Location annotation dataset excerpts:
[Begin]
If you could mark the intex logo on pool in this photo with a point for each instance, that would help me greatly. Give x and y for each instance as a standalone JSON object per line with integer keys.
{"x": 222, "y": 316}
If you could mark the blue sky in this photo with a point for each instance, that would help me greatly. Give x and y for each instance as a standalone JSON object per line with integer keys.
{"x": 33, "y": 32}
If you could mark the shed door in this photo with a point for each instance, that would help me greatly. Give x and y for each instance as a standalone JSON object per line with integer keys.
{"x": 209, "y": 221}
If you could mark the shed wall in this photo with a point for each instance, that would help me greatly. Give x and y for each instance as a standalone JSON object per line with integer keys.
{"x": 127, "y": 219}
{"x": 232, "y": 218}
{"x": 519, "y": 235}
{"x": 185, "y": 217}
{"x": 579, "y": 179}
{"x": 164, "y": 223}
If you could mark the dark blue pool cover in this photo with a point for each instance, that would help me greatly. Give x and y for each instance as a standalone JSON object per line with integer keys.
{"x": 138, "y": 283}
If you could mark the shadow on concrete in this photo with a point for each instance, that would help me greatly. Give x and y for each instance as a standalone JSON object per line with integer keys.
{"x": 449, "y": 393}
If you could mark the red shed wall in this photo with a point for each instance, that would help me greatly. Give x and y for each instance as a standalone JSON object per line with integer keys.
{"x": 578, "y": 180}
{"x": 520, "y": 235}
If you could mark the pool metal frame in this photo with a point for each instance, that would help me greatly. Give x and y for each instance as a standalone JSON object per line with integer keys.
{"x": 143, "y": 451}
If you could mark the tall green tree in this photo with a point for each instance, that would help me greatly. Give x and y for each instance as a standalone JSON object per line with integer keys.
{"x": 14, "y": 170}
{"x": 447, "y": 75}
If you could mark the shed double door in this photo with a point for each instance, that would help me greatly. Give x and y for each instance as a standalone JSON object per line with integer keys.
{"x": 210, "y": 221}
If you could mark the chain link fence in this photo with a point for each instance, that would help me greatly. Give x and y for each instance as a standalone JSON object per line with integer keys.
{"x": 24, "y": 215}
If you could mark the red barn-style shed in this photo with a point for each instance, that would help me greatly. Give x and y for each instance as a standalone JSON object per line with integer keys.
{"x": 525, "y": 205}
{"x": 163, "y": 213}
[End]
## Given task
Every entry must be retyped in full, exactly as given.

## Task solution
If you could mark the intex logo on pool in this photo with a point for each instance, that would help me greatly. Give x and y for each instance as a standalone JSON object per line with integer keys.
{"x": 222, "y": 316}
If you could mark the blue sky in this photo with a point for each instance, that would help me greatly. Give x and y for each instance as a standalone JSON object per line with integer keys.
{"x": 33, "y": 32}
If you could mark the shed door in this photo with a point for each instance, that would help me greatly. Give x and y for each instance as a standalone JSON object per line with integer keys.
{"x": 209, "y": 221}
If you could mark the shed wall in this photo with a point for each instance, that would help me greatly. Give x and y for each instance as a standalone JSON object per line with integer keys.
{"x": 127, "y": 219}
{"x": 232, "y": 218}
{"x": 519, "y": 235}
{"x": 185, "y": 217}
{"x": 579, "y": 179}
{"x": 164, "y": 223}
If you could mark the dark blue pool cover in this photo with a point for each instance, that would help me greatly. Give x and y for each instance as a standalone JSON object per line with integer keys.
{"x": 138, "y": 283}
If you could mark the shadow on concrete in this photo with a point for each instance, that would help me greatly. Give x and y for each instance as a standalone JSON object per line with integer keys.
{"x": 449, "y": 393}
If you could mark the red shed wall in this photo with a point for each instance, that would help me greatly. Give x and y for each instance as a standalone JSON object per line with integer keys.
{"x": 578, "y": 180}
{"x": 520, "y": 235}
If you could mark the pool metal frame in this photo with a point for each instance, that would help me greatly. Give x and y for each instance as a standalone JSON object per line with integer keys.
{"x": 143, "y": 451}
If you could mark the tall green tree in this photo with a point for each instance, that would help me greatly. Give x and y for each instance as a standalone JSON object per line with integer keys.
{"x": 14, "y": 170}
{"x": 447, "y": 75}
If you could mark the shed double door in this photo with a point for each instance, that would help me greatly. Give x and y for each instance as a standalone JSON object per line with integer keys.
{"x": 210, "y": 221}
If you could mark the chain link fence in this photo with a point for each instance, that would help me greatly. Give x and y for each instance as a standalone JSON object per line with integer keys.
{"x": 24, "y": 215}
If you could mark the red barn-style shed in this photo with a point for each instance, that would help me greatly. Give x and y for each instance as a standalone JSON object per line with integer keys.
{"x": 525, "y": 205}
{"x": 163, "y": 213}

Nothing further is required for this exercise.